** Page **
────────────────────────────────────────

# Repulsed by Wife! HELP



## Aussie969

Hi everyone,

First time posting and as you can imagine I need some advice! Been married 14 years and have 3 kids (all under 7). Wife and I entered in our relationship in an interesting manner - we were kinda forced to marry because of immigration concerns! Well she was ready to marry, but I was far from ready.

After 2 years I walked out because I couldn't stand being married to her any more but I was talked back into the relationship and we carried on. 

We had a lot of fun together before we had kids and things were pretty good - didn't have a lot of intimate moment (ie sex) but we traveled and had fun together. Thinking back, we were really good roommate that had similar interests etc.

About 5 years ago Wife hurt her back and as a result the fun times stopped because she couldn't participate. Things like skiing, golfing, etc all came to a halt for her and she wouldn't let me pursue these things with out her. So my life came to a stop too. She is still dealing with the back injury today.

I let her stop me having fun and I take responsibility for that but believe that over the past 5 years I have built up such a resentment for her that I am now just repulsed by her. I don't like it when she touches me (holds my hand etc) and I do whatever I can to avoid being around her.

A couple of months ago I had a 'come to Jesus' moment and realized how I was feeling and what the probable cause was. I told her that I was thinking of leaving and wasn't sure my heart was in the relationship anymore and she freaked out.

She has subsequently apologized for everything she did to contribute to the way I'm feeling today but I still feel this resent and complete repulsion towards her. 

We very rarely have sex and she has often accused me of not pursuing her - which is very true. I don't pursue her because I don't find her sexually attractive.

About 3 months ago I met another woman at work and have started having an affair with her. She is just everything that wife is not and I'm so attracted to her. I see a life of happiness and passion with her rather than the life of lack of passion and dreariness with Wife. 

I have had multiple affairs over the 14 years of marriage probably because I am very unsatisfied in the passion department.

────────────────────────────────────────

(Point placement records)
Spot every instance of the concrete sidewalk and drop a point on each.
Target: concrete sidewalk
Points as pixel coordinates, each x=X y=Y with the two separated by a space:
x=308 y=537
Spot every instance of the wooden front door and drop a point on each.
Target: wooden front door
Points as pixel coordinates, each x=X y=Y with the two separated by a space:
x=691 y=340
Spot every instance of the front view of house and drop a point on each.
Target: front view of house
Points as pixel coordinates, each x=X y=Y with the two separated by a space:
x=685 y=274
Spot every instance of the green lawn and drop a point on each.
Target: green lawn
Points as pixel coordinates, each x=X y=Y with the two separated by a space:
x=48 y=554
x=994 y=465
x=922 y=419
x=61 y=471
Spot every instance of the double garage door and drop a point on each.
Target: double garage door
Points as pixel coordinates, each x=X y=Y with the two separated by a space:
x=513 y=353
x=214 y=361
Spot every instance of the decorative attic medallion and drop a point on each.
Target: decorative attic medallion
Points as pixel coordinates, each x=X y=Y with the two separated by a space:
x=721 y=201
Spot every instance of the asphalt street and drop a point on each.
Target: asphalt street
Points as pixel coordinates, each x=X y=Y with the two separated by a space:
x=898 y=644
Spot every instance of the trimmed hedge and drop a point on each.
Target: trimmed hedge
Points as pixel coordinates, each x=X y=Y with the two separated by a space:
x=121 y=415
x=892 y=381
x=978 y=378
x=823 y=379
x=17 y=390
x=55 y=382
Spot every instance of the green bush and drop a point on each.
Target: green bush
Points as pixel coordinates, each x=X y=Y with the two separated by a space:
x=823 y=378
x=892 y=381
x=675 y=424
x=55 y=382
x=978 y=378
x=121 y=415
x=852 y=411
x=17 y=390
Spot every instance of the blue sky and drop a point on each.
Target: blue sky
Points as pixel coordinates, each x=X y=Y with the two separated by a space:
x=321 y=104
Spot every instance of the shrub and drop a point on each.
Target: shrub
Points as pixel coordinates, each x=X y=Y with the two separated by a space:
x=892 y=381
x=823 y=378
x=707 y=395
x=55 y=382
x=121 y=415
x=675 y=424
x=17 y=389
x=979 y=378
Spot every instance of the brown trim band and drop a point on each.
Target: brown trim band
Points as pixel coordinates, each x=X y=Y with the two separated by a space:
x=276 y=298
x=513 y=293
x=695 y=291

────────────────────────────────────────

** Instructions **
a – Retype, unchanged, the listing from its first line through the line containing "x=308 y=537".
b – Write what comes next in the forum post about the troubled marriage, picking up after its last sentence.
The forum post and the listing have nothing to do with each other.

** Solved problems **
a –
Spot every instance of the concrete sidewalk and drop a point on each.
Target: concrete sidewalk
Points as pixel coordinates, each x=X y=Y with the two separated by a space:
x=308 y=537

b –
The more I write, the more it seems to become clear to me - I should probably leave wife - irrespective of situation with girlfriend. I'm not a faithful husband and will probably never be with her - I am just not fulfilled. 

Would love to hear anyone's thoughts on my situation. Also, would be interested in how to have the tough conversation with Wife about leaving. She has no knowledge of any of my past indiscretions - should I just leave it that way and leave because I'm not emotionally engaged anymore? Or should I confess to the past indiscretions?


----------



## Advocado

I feel that you already have all the answers form your "can't stay faithfull" thread and you do know that it's now time to own up to your wife about the multiple affairs so that she can get tested/protect her future health and plan for the future. If you just say you are not "emotionally engaged" with her, she won't get tested. 

I am at a loss to know why you now describe her as repulsive and trust it is not just an excuse on your part to explain away your dishonesty/unfaithfullness. In any event, it’s highly likely she isn’t happy in the relationship either and so by putting things off you are prolonging the agony for both of you. 

If you really cannot find the courage to “confess” to her face, consider writing it all down in a letter to your wife but don’t just hand it to her and walk away and don’t just leave the note for her to find. Pick your moment and hand her the note and MAKE SURE you stay with her whilst she reads it through and tries to digest it - be prepared for her reaction (e.g. shock, hurt, anger) and stay there to answers all her questions with the honesty you know she deserves.

Again, don't just hand her the note, STAY WITH HER WHILST SHE READS IT.


----------



## DawnD

I am beginning to believe that you are waiting for someone to tell you that its okay to walk away from your wife and three children without having to tell anyone that you have been cheating on her since day 1. That probably isn't going to happen. You keep saying she doesn't deserve the hurt. EXACTLY. So if you want to spare her the hurt, stop cheating and lying. 

Is this about her, or is this about you not wanting everyone to know that you are a cheater and a liar? What I find hilarious is that you don't realize once the truth comes out everyone you know will be repulsed by you.....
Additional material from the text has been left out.